**Exercise prompt**
Copy every line of the data that contains the string "instance".

[Saved entries]
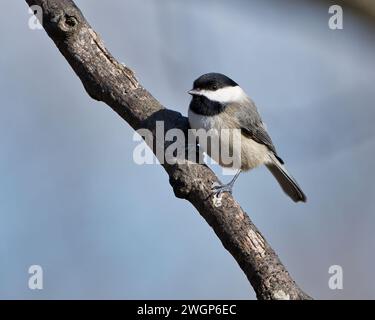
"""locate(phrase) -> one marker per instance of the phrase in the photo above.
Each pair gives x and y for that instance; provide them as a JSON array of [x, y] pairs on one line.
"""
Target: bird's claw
[[218, 189]]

**Answer to this exercise**
"""locate(phrase) -> one marker per instance of the phrase in the photo above.
Each pair gives x and y for that instance; provide them as a JSON array of [x, y] pairs on one line.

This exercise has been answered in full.